■ **WRITTEN PROBLEM A**
Name every person mentioned in the mailing-list message about namespace names.

■ **PASSAGE TO READ**
⟨

Re: 1343 messages later from Al Gilman on 2000-06-15 (xml-uri@w3.org from June 2000)

From: Al Gilman <asgilman@iamdigex.net>
Date: Thu, 15 Jun 2000 11:21:28 -0500
To: James Clark <jjc@jclark.com>, xml-uri@w3.org
Message-Id: <200006151507.LAA1493462@smtp1.mail.iamworld.net>
At 04:41 PM 2000-06-15 +0700, James Clark wrote:
>David Carlisle wrote:
>> 
>> > Reading this again, I'm realizing the genius of Microsoft's proposal,
which
>> > lets Tim and I both feel right,
>> 
>> Isn't that just because it is so vague it can mean anything to anyone,
>
>That's my feeling too at the moment.  As far as I can tell, all it does
>is point out that some cases are easy, but it doesn't help with the hard
>cases.  In comparing two namespace names, we can distinguish four cases:

I know a hard binary identity test would feel better.  I believe that the
notion that it is required is a misconception.  One operational definition
of an appropriate, managed level of indefinition goes something like the
following:

Lower layers, particularly if they want to proceed in ignorance of BASEs or
descriptive resources associated with markup vocabularies, should not
operate on the basis of a single, two-sided equality test but deal
separately with two one-sided checks: distinguishable, identical.

The semantics of these names is

  distinguishable: known to be different, conclusive unequal
  identical: known not to be different, conclusive equal

You can't delare 'identical' if either namespace name is relative.  

You can declare 'distinguishable' by tail-comparison regardless of the
relative property of either namespace name compared.

You can pass the attribute non-collision test if the Qnames of the
attributes are distinguishable.

You can throw an error if an attribute collision is such that the Qnames
are identical.

You should throw a warning if neither is true.  

Parsers may limit their processing to literal comparison and thereby throw
a few more warnings.

The InfoSet always saves all the information (BASE separate from ns-attr).

Binding to processing is done in the upper layers which can set their own
criteria (literal, absolute, or recover) for matching vocabularies to their
flavor of processing.  Note that the upper layers never, in this process,
override or invalidate a 'distinguishable' or 'identical' determined below.

Al

>
>1. both names are absolute; this case is easy since both the literal and
>absolutize approaches give the same answer.
>
>2. both names are relative and both names occur in the same entity and
>thus have the same base URI; in this case the literal and absolutize
>approaches differ only on how "." and ".." path segments are treated;
>also the literal approach in this case doesn't give rise to any cases
>where namespace names are namespace equal but refer to different
>resources; I think the Microsoft proposal is proposing the literal
>approach in this case (but I'm not sure)

⟩

■ **WRITTEN PROBLEM B**
Rescale the listing from the line that contains "surface in the photo above" down through the end of the listing, including both ends. Write those lines again, requests included, and multiply every coordinate in the answers by 2.3, rounding to whole numbers with halves rounded up.

■ **DATA SECTION**
⟨

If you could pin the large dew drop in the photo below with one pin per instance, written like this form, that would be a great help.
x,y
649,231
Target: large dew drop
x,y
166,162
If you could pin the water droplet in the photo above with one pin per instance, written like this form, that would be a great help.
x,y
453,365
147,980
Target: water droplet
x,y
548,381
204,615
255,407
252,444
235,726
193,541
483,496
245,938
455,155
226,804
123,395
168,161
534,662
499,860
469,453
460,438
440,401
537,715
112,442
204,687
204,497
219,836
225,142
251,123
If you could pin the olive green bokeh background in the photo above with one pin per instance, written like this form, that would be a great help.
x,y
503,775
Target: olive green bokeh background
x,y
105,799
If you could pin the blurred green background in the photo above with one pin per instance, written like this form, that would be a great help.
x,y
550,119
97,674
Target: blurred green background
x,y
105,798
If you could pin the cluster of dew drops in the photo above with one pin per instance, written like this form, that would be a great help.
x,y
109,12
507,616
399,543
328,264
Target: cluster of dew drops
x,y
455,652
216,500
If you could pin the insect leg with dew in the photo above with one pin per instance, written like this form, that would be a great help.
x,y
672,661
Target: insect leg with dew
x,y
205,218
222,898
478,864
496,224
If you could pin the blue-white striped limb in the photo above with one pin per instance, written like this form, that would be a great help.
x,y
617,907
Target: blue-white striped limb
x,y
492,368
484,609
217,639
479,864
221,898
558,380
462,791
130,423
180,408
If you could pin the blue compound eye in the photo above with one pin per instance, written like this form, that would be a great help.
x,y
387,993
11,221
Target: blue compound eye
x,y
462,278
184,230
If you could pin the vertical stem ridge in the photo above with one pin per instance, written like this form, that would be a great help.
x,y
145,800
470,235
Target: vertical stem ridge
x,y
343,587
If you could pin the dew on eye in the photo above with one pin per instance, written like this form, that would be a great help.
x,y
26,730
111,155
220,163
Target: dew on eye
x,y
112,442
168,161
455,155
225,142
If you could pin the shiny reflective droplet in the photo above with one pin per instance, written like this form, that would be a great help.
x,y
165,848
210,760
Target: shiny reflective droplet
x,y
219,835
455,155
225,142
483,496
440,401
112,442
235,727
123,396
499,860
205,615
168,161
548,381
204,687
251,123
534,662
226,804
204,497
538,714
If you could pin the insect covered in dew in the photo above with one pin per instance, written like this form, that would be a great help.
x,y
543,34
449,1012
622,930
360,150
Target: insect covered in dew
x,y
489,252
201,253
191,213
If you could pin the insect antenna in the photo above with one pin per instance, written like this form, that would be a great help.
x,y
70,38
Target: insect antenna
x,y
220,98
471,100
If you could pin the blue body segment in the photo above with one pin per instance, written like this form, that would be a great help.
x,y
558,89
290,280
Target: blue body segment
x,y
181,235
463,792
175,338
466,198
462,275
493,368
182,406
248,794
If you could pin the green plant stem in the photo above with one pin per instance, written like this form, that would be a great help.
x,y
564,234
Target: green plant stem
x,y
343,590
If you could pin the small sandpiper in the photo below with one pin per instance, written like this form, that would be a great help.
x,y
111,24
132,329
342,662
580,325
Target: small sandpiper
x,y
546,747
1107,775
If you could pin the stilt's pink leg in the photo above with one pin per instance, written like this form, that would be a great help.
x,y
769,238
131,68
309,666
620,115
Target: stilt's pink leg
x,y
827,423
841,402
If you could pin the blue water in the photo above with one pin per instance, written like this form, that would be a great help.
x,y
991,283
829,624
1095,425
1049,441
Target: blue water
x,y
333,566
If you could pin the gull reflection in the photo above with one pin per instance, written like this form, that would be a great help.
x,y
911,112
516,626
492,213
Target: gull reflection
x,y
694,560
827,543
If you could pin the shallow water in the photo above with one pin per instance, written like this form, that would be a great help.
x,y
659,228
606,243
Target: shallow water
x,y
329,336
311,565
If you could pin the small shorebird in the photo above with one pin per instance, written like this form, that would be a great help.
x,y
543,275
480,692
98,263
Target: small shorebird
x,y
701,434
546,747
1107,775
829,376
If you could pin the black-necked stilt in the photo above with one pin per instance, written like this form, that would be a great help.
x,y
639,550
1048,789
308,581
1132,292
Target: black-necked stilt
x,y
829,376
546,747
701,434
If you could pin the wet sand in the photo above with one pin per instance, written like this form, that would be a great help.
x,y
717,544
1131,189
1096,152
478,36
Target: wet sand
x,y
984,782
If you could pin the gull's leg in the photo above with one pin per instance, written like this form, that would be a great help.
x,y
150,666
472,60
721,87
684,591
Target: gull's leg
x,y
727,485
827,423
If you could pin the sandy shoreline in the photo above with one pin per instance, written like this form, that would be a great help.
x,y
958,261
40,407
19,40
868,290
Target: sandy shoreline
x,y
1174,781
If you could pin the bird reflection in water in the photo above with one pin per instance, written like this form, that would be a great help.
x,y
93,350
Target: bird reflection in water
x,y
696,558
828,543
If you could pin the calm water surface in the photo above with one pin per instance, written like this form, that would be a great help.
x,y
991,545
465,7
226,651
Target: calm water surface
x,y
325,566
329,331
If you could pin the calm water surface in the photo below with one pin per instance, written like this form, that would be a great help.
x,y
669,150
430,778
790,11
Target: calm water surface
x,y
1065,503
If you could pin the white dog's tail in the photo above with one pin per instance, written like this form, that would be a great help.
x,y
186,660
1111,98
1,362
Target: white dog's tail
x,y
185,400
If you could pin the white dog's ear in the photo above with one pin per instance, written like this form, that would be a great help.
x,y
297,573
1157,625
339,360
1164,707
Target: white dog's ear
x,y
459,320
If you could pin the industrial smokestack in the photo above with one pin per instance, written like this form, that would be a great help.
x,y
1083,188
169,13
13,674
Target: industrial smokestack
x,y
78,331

⟩

■ **TASK OUTPUT A**
Al Gilman
James Clark
David Carlisle
Tim

■ **TASK OUTPUT B**
If you could pin the calm water surface in the photo above with one pin per instance, written like this form, that would be a great help.
x,y
991,545
465,7
226,651
Target: calm water surface
x,y
748,1302
757,761
If you could pin the calm water surface in the photo below with one pin per instance, written like this form, that would be a great help.
x,y
669,150
430,778
790,11
Target: calm water surface
x,y
2450,1157
If you could pin the white dog's tail in the photo above with one pin per instance, written like this form, that would be a great help.
x,y
186,660
1111,98
1,362
Target: white dog's tail
x,y
426,920
If you could pin the white dog's ear in the photo above with one pin per instance, written like this form, that would be a great help.
x,y
297,573
1157,625
339,360
1164,707
Target: white dog's ear
x,y
1056,736
If you could pin the industrial smokestack in the photo above with one pin per instance, written like this form, that would be a great help.
x,y
1083,188
169,13
13,674
Target: industrial smokestack
x,y
179,761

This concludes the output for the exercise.